To do
1. Summarize the CNN agent notebook in two sentences.
2. Carry on the CNN agent notebook from its last line.

Text segment
___
# CNN Agent

This notebook is used to evaluate the CNN model trained from `Basic_CNN.ipynb`. In this notebook, we used our best TD3 4 joints RL model as the agent and using image acquired from the simulation to retrieve ground truth. 

In [None]:
import sys
sys.path.append('/tum_nrp/grpc/python/communication')
sys.path.append('./src')
sys.path.append('/tum_nrp/rlmodel/sb3')

import experiment_api_wrapper as eaw
import torch
from torch.utils.tensorboard import SummaryWriter
import numpy as np
from stable_baselines3 import TD3

from stable_baselines3.her.her_replay_buffer import HerReplayBuffer
from stable_baselines3.her.goal_selection_strategy import GoalSelectionStrategy

from network import Model
from env_cnn import SimGoalEnv
from train_helpers import evaluate3

%load_ext autoreload
%autoreload 2
%load_ext tensorboard

In [None]:
# test the connection with the simulation

exp = eaw.ExperimentWrapper()

server_id = exp.client.test()
if server_id:
    print(f"Simulation is available, id: {server_id}.")
else:
    print("There's something wrong with the sim!")

In [None]:
# set the parameters

params = {
    "VERBOSE": 1,
    "SETTING": 'full_constrained',                 # 'reduced', 'reduced2', 'reduced3', 'reduced3+', 'reduced4', 'reduced4+', 'full'
    "OBJ_SPACE_LOW": np.array([-0.92, -0.51, 0.58, -0.44, -0.48, 0, -np.pi/2, -np.pi/2, -0.001, -np.pi/2, -0.001, -np.pi]), # observation-space (ee-pos, cyl-pos, joints)
    "OBJ_SPACE_HIGH": np.array([0.92, 1.32, 2.07, 0.48, 0.44, 1.12, np.pi/2, 0.001, np.pi, np.pi/2, np.pi, np.pi]),
    "SPACE_NORM": 1,                   #  1 -> yes, 0 -> no (normalize the action and observation space)
    "CYLINDER": 'whole_table',         # 'no'(no augmentation), fix', 'semi_random', 'semi_random_sides', 'half_table', '3/4-table', '7/8-table', 'whole_table'
    "BUFFER_SIZE": 2000,
    "THRESHOLD": 0.20,                  # initial treshold
    "THRESHOLD_SCHEDULING": 1,         # 1-> yes, 0-> no
    "MIN_THRESHOLD": 0.02,
    "REWARD_TYPE": 'dense',            # 'sparse', 'dense', 'extra_dense'
    "LEARNING_STARTS": 100,            # number of random movements before learning starts,#
    "TOGGLE_REWARD": 0,
    "STEPS": 10000,                     # number of steps while training (=num_episodes when MAX_EPISODE_LEGTH is 1)
___
Material
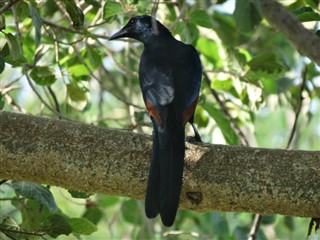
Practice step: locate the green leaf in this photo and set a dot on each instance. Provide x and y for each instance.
(2, 102)
(2, 64)
(210, 50)
(107, 200)
(188, 33)
(78, 70)
(9, 223)
(268, 62)
(93, 214)
(200, 117)
(37, 23)
(33, 214)
(306, 14)
(94, 57)
(56, 225)
(75, 14)
(2, 23)
(110, 9)
(76, 93)
(227, 31)
(223, 123)
(201, 18)
(247, 15)
(268, 219)
(268, 80)
(77, 194)
(130, 212)
(82, 226)
(16, 57)
(313, 3)
(43, 75)
(224, 85)
(36, 192)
___
Answers to the exercise
1. This notebook evaluates the CNN model trained in `Basic_CNN.ipynb`, using the best TD3 4-joint RL model as the agent and images from the simulation to retrieve ground truth. It imports the needed libraries, tests the connection with the simulation, and begins setting parameters such as the setting, the observation-space bounds, the cylinder placement, the buffer size, the threshold, the reward type and the number of training steps.

2.
    "MAX_EPISODE_LENGTH": 1,           # 'None' (no limit) or value 
    "EXPLORATION": 1,                  # just let it on 1 and ignore it
    "USE_HER": 1,                      # 1-> yes, 0-> no
    "GLOBAL_STEPPER": 0, 
    "EVALUATION_STEPS": 500,        # number of evaluation steps per investigates treshold (x4)
    "EVALS": [0.20, 0.15, 0.10, 0.05],  # here, the list MUST contain always 4 tresholds for evaluation
    "BATCH_SIZE": 100,
    "ACTION_NOISE": None,
    "LR": 1e-3,
    # td3 specific
    "TARGET_POLICY_NOISE": 0.2,
    "TARGET_NOISE_CLIP": 0.5, 
    #CNN specific
    "hidden_channel": 20,              #Number of hidden channels in CNN layer
    "hidden_layer": 100               #Number of hidden layers in FC layer
}

In [None]:
# create an environment

writer = SummaryWriter('logs/agent')

model = Model(params)
model.load_state_dict(torch.load("saved_models/cnn_model", map_location=torch.device('cpu')))
print("The CNN model is loaded.")

env = SimGoalEnv(exp, params, writer, model)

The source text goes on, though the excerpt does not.